• [WHAT IS ASKED]
Please render the stretch of the records below from the line containing "for the white" through the line containing "35;6;175;261" as a JSON list of strings, one string per line, with blank lines left out.
--------------------
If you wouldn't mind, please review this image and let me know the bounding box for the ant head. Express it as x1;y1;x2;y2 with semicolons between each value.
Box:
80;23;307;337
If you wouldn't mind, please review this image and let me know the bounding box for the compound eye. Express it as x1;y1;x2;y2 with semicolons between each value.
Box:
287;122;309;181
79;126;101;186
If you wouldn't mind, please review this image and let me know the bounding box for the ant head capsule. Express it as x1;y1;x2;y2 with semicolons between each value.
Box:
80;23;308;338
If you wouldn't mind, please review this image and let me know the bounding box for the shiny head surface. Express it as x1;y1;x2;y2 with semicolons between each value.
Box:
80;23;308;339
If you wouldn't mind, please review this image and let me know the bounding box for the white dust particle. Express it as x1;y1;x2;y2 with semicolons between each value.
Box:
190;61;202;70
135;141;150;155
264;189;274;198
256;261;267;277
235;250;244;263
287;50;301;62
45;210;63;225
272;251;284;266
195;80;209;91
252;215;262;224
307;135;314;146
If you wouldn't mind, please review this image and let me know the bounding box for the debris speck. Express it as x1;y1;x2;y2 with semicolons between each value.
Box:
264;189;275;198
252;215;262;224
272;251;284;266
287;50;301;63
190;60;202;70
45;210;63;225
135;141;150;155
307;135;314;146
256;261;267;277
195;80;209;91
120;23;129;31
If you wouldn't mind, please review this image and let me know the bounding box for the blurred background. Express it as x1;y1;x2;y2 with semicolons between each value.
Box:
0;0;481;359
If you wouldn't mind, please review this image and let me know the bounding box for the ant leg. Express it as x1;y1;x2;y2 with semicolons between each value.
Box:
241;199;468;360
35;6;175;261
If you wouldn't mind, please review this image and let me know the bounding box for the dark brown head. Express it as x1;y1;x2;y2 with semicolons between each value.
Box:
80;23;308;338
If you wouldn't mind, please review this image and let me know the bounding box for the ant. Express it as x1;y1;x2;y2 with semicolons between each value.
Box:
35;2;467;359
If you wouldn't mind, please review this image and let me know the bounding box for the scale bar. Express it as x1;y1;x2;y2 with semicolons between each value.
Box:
--------------------
• [ANSWER FOR THE TASK]
[
  "If you wouldn't mind, please review this image and let me know the bounding box for the white dust particle. Express it as x1;y1;x2;y2 with semicolons between each value.",
  "Box:",
  "190;61;202;70",
  "135;141;150;155",
  "264;189;274;198",
  "256;261;267;277",
  "235;250;244;263",
  "287;50;301;62",
  "45;210;63;225",
  "272;251;284;266",
  "195;80;209;91",
  "252;215;262;224",
  "307;135;314;146",
  "If you wouldn't mind, please review this image and let me know the bounding box for the debris speck. Express it as x1;y1;x2;y2 with semicolons between each value.",
  "Box:",
  "264;189;275;198",
  "252;215;262;224",
  "272;251;284;266",
  "287;50;301;63",
  "190;60;202;70",
  "45;210;63;225",
  "135;141;150;155",
  "307;135;314;146",
  "256;261;267;277",
  "195;80;209;91",
  "120;23;129;31",
  "If you wouldn't mind, please review this image and let me know the bounding box for the blurred background. Express it as x1;y1;x2;y2 with semicolons between each value.",
  "Box:",
  "0;0;481;359",
  "If you wouldn't mind, please review this image and let me know the bounding box for the ant leg. Express it as x1;y1;x2;y2 with semicolons between each value.",
  "Box:",
  "241;199;468;360",
  "35;6;175;261"
]